## Source passage
=-=-=-=-=

Data content normalization. This one might be the most difficult as it could require some manipulation of large content datasets. However, as with any dataset and database, data content consistency makes analysis and reporting much easier. A simple example is to ensure gender data is always "m" and "f" rather than multiple variations of "male", "female", etc. Content normalization requirements also could be more complex, like consistent product naming standards.
Data structure normalization. It's important that APIs delivering data follow the same structural formats to ensure that working with the resultant data within client applications is as usable as possible. For a basic example, if one API uses "Full Name" as a data parameter, and another API uses "Given Name" and "Last Name" as two separate parameters, the usefulness of the data can degrade as comparing data can be challenging.
Authentication. This is where utilizing third party platforms, such as IronCloud, to publish APIs can be exceptionally helpful as they typically provide a de-coupled authentication layer allowing many different types of authentication (and protocols) to be leveraged. Examples include SOAP header-based authentication, SOAP parameter-based authentication, certificate-based/HTTP Secure REST, WS*Security, and several others. Here, not only is consistency important, but flexibility as well. It is hard to predict what IDEs or other development tools will be used when integration to an API occurs by a client application, and some of those tools might only support some authentication approaches. The important thing is that once an authentication method is decided upon, that same method can be repeated across all APIs that have been published by an organization.
Response code consistency. Most APIs have a set of response codes associated with them to relay important information back to the calling application after an API method has been invoked. For example, an API might need to respond with a "password not valid" or "data not found" response. In these cases, utilizing a response code such as "404" might be appropriate for data not found. The key thing is to ensure that these response codes are consistent from one API to the next. Otherwise, a developer will have to understand and write additional code to handle the various responses from each different API. This creates more complexity with each new API that is integrated.

=-=-=-=-=

## Dataset rows
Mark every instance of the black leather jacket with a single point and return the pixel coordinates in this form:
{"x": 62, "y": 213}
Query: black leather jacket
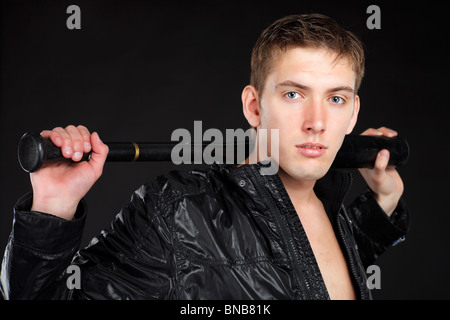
{"x": 223, "y": 233}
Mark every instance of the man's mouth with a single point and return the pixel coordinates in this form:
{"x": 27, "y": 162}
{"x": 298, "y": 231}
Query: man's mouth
{"x": 309, "y": 145}
{"x": 311, "y": 149}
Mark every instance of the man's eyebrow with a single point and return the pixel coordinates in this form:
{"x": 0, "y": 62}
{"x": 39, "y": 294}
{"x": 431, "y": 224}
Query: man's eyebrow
{"x": 290, "y": 83}
{"x": 342, "y": 88}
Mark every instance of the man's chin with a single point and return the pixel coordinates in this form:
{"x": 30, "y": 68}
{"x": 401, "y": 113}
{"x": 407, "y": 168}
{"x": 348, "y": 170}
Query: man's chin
{"x": 305, "y": 173}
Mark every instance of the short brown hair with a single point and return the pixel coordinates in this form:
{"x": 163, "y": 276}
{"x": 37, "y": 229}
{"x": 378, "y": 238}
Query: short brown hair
{"x": 305, "y": 30}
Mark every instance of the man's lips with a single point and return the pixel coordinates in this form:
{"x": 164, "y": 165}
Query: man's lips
{"x": 311, "y": 149}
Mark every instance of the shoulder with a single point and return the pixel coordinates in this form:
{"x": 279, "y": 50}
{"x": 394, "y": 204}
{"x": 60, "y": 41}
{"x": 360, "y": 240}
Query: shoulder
{"x": 177, "y": 185}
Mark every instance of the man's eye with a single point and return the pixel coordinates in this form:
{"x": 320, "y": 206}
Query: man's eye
{"x": 292, "y": 95}
{"x": 337, "y": 100}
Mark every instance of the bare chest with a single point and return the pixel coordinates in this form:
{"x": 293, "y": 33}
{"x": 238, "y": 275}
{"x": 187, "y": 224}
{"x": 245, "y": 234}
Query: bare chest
{"x": 328, "y": 253}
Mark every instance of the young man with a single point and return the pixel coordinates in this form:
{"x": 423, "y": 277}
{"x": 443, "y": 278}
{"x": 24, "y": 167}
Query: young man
{"x": 228, "y": 232}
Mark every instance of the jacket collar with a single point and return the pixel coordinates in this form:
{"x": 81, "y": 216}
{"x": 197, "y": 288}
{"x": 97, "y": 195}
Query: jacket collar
{"x": 332, "y": 188}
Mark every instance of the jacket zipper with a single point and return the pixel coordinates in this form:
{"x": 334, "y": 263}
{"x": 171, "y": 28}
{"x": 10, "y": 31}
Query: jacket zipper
{"x": 344, "y": 242}
{"x": 288, "y": 239}
{"x": 350, "y": 259}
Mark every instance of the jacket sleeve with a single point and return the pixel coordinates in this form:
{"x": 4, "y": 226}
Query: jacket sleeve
{"x": 131, "y": 259}
{"x": 373, "y": 229}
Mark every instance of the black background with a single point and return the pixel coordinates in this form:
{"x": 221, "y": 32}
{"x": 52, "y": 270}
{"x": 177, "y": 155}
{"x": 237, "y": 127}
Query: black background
{"x": 137, "y": 70}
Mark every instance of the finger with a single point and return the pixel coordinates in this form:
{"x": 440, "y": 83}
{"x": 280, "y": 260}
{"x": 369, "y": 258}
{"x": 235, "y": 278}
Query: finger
{"x": 86, "y": 137}
{"x": 66, "y": 145}
{"x": 99, "y": 154}
{"x": 381, "y": 162}
{"x": 387, "y": 132}
{"x": 77, "y": 142}
{"x": 372, "y": 132}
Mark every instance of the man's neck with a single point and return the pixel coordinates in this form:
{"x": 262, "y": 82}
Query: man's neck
{"x": 301, "y": 192}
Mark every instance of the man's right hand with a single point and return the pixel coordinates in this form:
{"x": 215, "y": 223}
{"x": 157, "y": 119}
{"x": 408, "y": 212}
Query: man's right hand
{"x": 59, "y": 187}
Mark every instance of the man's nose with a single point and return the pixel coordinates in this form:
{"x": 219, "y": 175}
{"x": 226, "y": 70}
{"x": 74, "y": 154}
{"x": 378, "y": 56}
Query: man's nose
{"x": 314, "y": 118}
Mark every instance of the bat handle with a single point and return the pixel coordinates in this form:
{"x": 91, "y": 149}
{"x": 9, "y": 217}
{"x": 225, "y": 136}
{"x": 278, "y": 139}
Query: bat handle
{"x": 34, "y": 151}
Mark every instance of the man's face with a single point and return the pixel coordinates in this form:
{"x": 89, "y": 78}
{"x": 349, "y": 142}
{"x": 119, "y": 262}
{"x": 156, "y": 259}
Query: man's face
{"x": 310, "y": 98}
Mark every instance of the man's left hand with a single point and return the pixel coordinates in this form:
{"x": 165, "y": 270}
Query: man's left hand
{"x": 384, "y": 180}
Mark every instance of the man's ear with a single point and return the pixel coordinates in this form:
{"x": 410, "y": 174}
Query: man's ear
{"x": 250, "y": 105}
{"x": 354, "y": 117}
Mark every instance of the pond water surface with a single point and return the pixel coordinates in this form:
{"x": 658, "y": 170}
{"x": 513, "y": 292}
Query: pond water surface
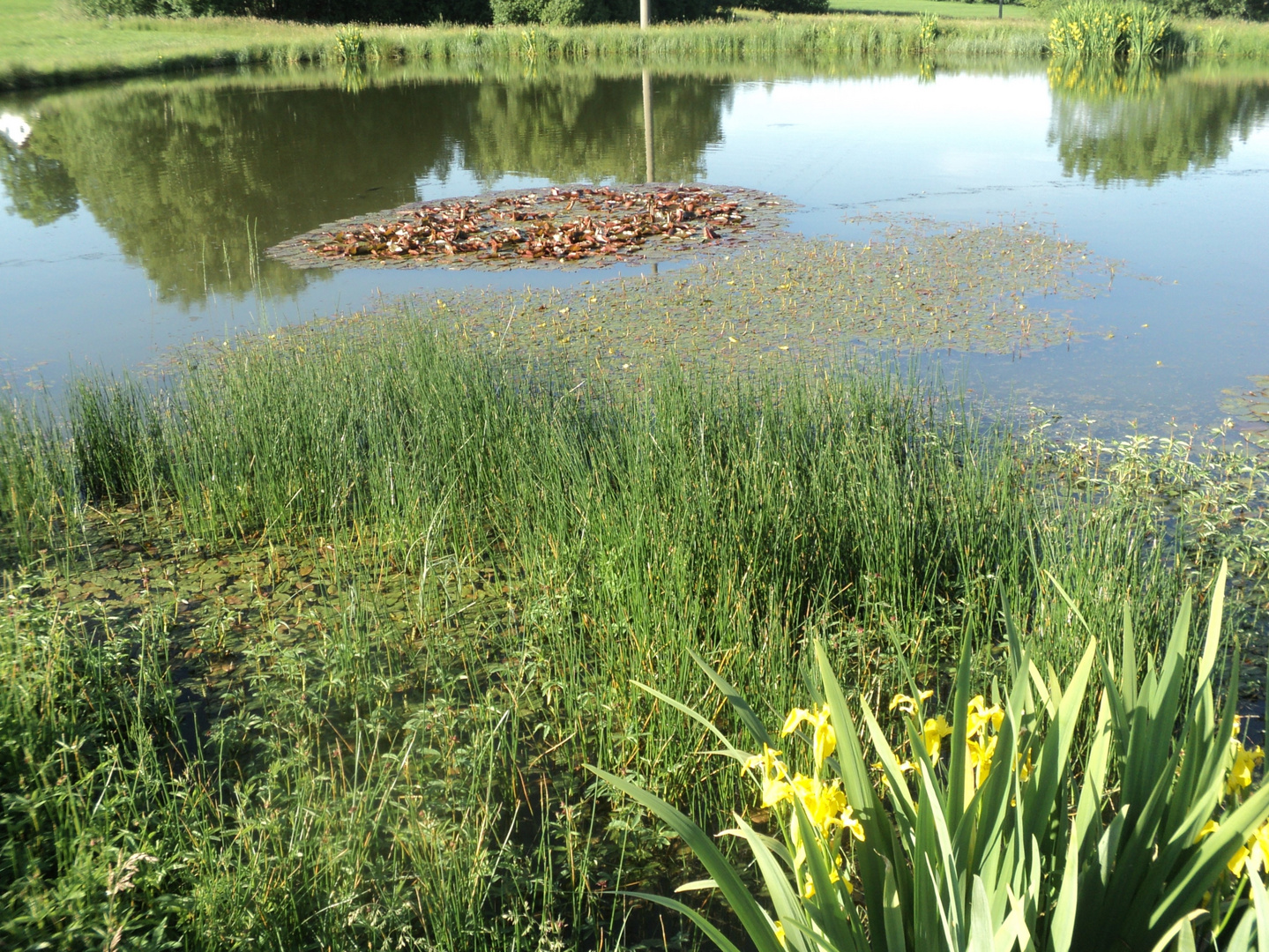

=-=-=-=-=

## Aim
Copy the part of the API consistency passage that opens with the words "Data structure normalization." and closes with "can be challenging.", switching "Given Name" to "First Name".

## Written solution
Data structure normalization. It's important that APIs delivering data follow the same structural formats to ensure that working with the resultant data within client applications is as usable as possible. For a basic example, if one API uses "Full Name" as a data parameter, and another API uses "First Name" and "Last Name" as two separate parameters, the usefulness of the data can degrade as comparing data can be challenging.